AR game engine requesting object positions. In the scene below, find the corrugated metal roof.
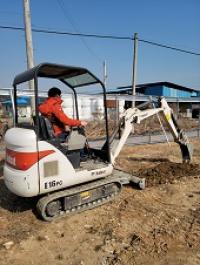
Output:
[117,81,200,92]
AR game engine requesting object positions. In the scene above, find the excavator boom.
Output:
[110,97,193,164]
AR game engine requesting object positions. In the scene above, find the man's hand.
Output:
[65,125,71,132]
[81,121,87,127]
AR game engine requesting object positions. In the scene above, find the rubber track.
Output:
[36,176,124,222]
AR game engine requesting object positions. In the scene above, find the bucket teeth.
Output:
[179,143,193,163]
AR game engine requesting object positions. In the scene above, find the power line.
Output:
[0,25,200,56]
[139,39,200,55]
[57,0,102,61]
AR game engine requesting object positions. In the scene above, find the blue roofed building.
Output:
[116,82,200,98]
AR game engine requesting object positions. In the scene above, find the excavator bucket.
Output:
[179,143,193,163]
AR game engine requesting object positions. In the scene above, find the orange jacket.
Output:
[39,97,81,136]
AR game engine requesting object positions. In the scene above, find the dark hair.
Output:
[48,87,61,97]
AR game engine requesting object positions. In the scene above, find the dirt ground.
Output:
[0,139,200,265]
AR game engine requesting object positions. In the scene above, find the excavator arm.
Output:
[110,97,192,164]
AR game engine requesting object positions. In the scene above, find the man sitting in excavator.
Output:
[39,87,87,141]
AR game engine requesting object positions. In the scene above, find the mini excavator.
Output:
[4,63,192,221]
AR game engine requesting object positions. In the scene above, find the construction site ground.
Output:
[0,138,200,265]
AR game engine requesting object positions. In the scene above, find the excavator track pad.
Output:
[36,175,129,221]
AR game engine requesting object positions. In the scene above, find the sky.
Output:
[0,0,200,89]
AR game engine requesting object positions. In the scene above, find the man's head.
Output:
[48,87,61,97]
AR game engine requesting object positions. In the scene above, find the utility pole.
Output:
[132,33,138,108]
[103,61,108,87]
[23,0,35,112]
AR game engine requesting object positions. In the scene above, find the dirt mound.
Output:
[137,161,200,187]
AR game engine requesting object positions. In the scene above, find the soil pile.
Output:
[137,161,200,187]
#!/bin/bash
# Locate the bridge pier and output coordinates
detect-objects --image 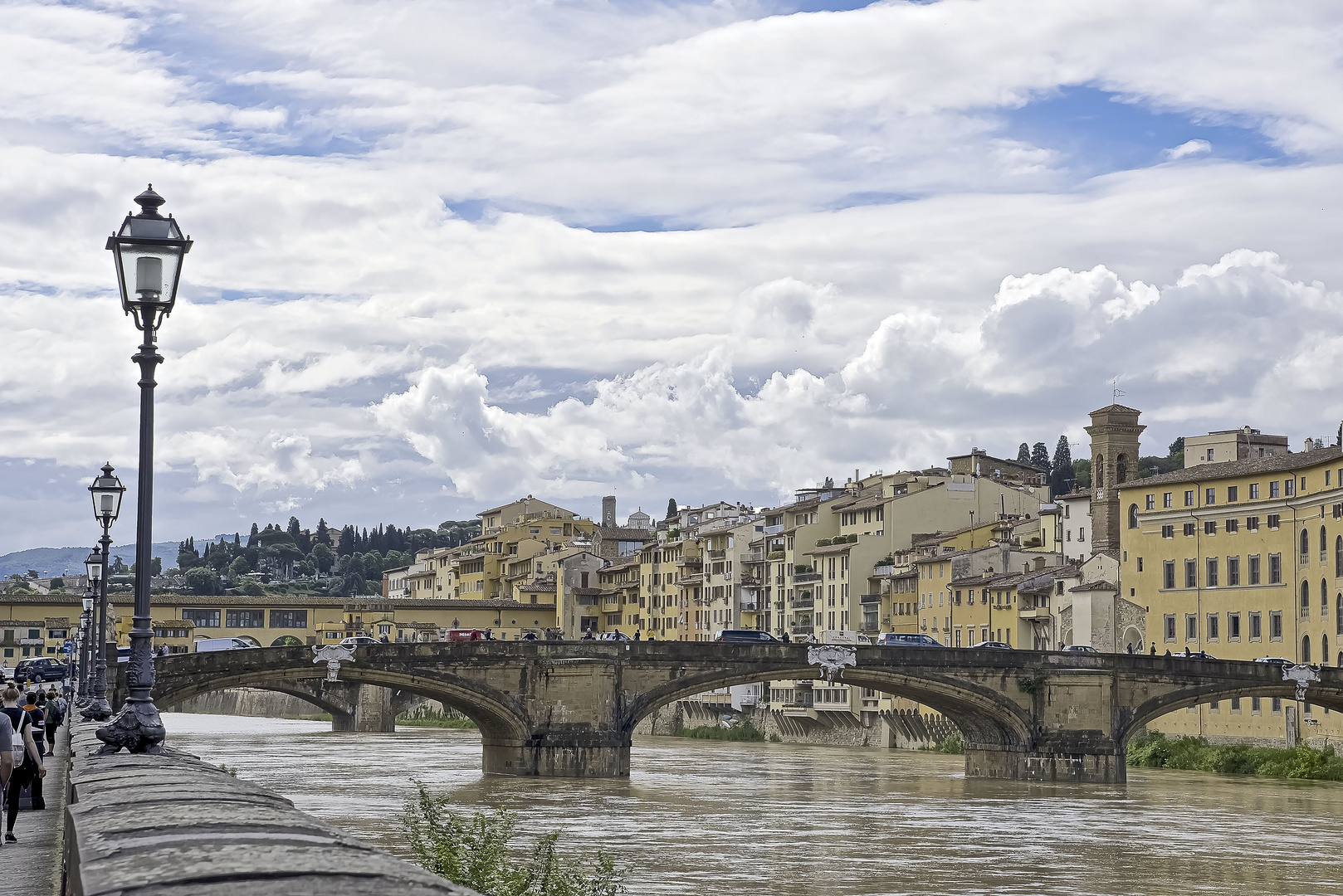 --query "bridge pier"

++++++

SHORT EXERCISE | Pick out each line above that contains the word "track" and copy it in full. Case counts.

REPLY |
AR game engine requesting object positions. In the scene above, find the rubber track.
AR game engine requesting object positions. In the scene above, find the excavator track pad.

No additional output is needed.